The complete data, repeated exactly, should form your response.

─── Input data ───

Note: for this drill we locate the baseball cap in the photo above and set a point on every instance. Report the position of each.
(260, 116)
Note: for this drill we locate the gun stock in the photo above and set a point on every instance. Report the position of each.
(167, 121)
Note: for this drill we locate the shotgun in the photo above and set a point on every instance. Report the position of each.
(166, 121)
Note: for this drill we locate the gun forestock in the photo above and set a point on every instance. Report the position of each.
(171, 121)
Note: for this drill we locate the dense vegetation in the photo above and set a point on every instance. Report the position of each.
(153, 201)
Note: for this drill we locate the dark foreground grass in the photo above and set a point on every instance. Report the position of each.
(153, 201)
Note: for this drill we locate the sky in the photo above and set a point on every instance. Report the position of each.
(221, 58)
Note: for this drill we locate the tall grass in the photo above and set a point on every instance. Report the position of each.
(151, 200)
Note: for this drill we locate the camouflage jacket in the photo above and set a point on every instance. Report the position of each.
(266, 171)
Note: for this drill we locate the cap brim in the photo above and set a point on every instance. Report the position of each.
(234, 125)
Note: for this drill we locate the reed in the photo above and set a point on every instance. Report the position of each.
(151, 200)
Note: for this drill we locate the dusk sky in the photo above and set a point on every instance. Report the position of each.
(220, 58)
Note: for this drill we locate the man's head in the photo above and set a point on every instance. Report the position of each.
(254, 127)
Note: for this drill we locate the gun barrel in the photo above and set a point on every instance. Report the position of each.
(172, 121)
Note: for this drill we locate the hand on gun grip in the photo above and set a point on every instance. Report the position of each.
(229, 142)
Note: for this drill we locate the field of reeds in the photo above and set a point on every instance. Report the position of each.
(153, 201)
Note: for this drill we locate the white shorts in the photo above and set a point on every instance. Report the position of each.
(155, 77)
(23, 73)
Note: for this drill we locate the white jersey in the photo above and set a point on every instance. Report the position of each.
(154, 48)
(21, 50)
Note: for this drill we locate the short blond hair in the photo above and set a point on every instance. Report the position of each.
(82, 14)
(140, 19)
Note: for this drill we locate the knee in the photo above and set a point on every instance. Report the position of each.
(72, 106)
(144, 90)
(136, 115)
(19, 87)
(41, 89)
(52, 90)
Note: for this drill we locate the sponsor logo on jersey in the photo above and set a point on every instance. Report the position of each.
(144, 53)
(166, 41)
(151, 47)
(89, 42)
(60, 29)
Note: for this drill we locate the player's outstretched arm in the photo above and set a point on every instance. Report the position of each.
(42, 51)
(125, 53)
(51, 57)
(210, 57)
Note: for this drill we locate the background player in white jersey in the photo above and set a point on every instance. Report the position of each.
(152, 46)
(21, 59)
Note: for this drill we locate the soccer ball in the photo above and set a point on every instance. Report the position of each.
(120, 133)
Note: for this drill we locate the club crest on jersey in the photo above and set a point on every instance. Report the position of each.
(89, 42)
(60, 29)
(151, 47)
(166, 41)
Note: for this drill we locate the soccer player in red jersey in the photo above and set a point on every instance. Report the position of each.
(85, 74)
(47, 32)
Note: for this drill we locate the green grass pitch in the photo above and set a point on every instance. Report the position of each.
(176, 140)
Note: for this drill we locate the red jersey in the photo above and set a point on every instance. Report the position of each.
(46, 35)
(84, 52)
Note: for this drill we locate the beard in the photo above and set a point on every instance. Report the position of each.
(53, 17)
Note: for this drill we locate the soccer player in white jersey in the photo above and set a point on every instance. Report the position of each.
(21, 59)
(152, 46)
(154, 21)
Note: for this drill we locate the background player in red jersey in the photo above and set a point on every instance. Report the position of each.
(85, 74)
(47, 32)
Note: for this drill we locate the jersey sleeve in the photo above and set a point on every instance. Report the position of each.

───

◆ **Result of the task**
Note: for this drill we locate the baseball cap in the photo above and set a point on every instance. Report the position of each.
(260, 116)
Note: for this drill we locate the gun stock in the photo above and set a point on every instance. Report the position of each.
(167, 121)
Note: for this drill we locate the shotgun in the photo above and set a point on every instance. Report the position of each.
(166, 121)
Note: for this drill we locate the gun forestock in the photo above and set a point on every instance. Report the position of each.
(171, 121)
Note: for this drill we locate the dense vegetation in the photo above and set a point on every instance. Report the position of each.
(153, 201)
Note: for this drill we locate the dark foreground grass in the photo above and set a point on every instance. Report the position of each.
(153, 201)
Note: for this drill we locate the sky in the photo above and set a point on every instance. Report the position of each.
(221, 58)
Note: for this drill we locate the tall grass in the photo above and set a point on every instance. Report the position of each.
(151, 200)
Note: for this drill we locate the camouflage jacket in the photo above and set a point on every instance. Report the position of each.
(266, 171)
Note: for this drill we locate the cap brim in the photo above and set a point on every instance. Report the position of each.
(234, 125)
Note: for this drill we locate the reed in the photo above and set a point on every instance. Report the position of each.
(151, 200)
Note: for this drill we locate the dusk sky in the photo above and set a point on every instance. Report the position of each.
(220, 58)
Note: for this drill we locate the man's head in the photo above and set a point on every instance. Report the position of each.
(254, 127)
Note: for this drill we locate the gun barrel in the photo above and set a point on every instance. Report the position of each.
(172, 121)
Note: for this drill we locate the hand on gun grip in the photo above and set a point on every instance. Report the position of each.
(229, 142)
Note: for this drill we locate the field of reeds in the photo above and set a point on every instance. Report the position of each.
(153, 201)
Note: for this drill we locate the white shorts in the photo above and set a point on every instance. Report the position of each.
(155, 77)
(23, 73)
Note: for this drill we locate the white jersey in the photo above and set a point on every instance. Report the position of each.
(154, 48)
(21, 50)
Note: for this drill we locate the short blond hair in the photo above and set a point on every instance. Report the position of each.
(82, 14)
(140, 19)
Note: for this drill we locate the knee in the photo above and set a point on every instance. Report the position of each.
(72, 106)
(144, 90)
(136, 115)
(19, 87)
(41, 89)
(52, 90)
Note: for this drill we locate the sponsor logo on jersey in the photo above and set a point on every instance. Report the position of each.
(144, 53)
(166, 41)
(151, 47)
(89, 42)
(60, 29)
Note: for this drill we locate the player's outstretched arm in the photo above and set a point on every instance. Report the position of each.
(42, 51)
(125, 53)
(51, 57)
(210, 57)
Note: for this drill we locate the background player in white jersey in the photo above and set a point on every instance. Report the position of each.
(152, 46)
(21, 59)
Note: for this drill we locate the soccer ball in the photo above and set a point on every instance. Report the position of each.
(120, 133)
Note: for this drill we locate the club crest on jersey in the photo above and set a point on every instance. Report the position of each.
(89, 42)
(60, 29)
(151, 47)
(166, 41)
Note: for this drill we locate the soccer player in red jersey in the photo above and set a point on every instance. Report the position of each.
(85, 74)
(47, 32)
Note: for this drill we locate the green grass pitch in the photo above and set a point on every instance. Report the position of each.
(176, 140)
Note: for this drill we locate the red jersey in the photo above and set a point on every instance. Report the position of each.
(46, 35)
(84, 52)
Note: for this drill we locate the beard in the photo above and set a point on every instance. Report the position of each.
(53, 17)
Note: for this drill we locate the soccer player in white jersey in the photo above and set a point on every instance. Report the position of each.
(21, 59)
(152, 46)
(154, 21)
Note: for this drill we locate the background player in red jersey in the photo above and set a point on every instance. Report the position of each.
(85, 74)
(47, 32)
Note: for this drill we locate the jersey sleeve in the photo above and set a point on every instance. Report the position of each.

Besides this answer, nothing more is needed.